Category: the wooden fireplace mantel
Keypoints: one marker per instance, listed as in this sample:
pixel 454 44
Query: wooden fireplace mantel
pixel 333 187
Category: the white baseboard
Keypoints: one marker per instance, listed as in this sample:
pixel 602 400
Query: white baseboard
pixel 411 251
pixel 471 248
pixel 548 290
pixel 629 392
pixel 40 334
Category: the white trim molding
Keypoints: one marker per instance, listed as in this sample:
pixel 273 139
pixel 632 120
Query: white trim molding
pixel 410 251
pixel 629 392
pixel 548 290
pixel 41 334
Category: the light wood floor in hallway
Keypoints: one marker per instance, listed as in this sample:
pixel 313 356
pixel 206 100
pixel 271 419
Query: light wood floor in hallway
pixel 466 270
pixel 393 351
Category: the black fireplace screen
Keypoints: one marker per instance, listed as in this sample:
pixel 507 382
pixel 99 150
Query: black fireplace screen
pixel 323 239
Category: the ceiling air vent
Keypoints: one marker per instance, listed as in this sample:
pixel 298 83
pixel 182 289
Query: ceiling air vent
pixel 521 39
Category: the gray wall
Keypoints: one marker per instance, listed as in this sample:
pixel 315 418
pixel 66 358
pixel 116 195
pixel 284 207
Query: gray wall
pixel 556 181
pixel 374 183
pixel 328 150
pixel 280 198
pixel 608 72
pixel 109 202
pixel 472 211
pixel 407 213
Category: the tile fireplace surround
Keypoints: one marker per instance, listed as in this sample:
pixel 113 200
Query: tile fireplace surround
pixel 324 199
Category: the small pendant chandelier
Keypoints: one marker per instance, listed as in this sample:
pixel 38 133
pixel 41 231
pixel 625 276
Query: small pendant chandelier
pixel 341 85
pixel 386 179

Try it
Copy every line of the data that carries the word "Category".

Answer space
Category: the wooden fireplace mantel
Category: the white baseboard
Category: the white trim molding
Category: the light wood floor in hallway
Category: the black fireplace screen
Category: the ceiling air vent
Category: the gray wall
Category: the tile fireplace surround
Category: the small pendant chandelier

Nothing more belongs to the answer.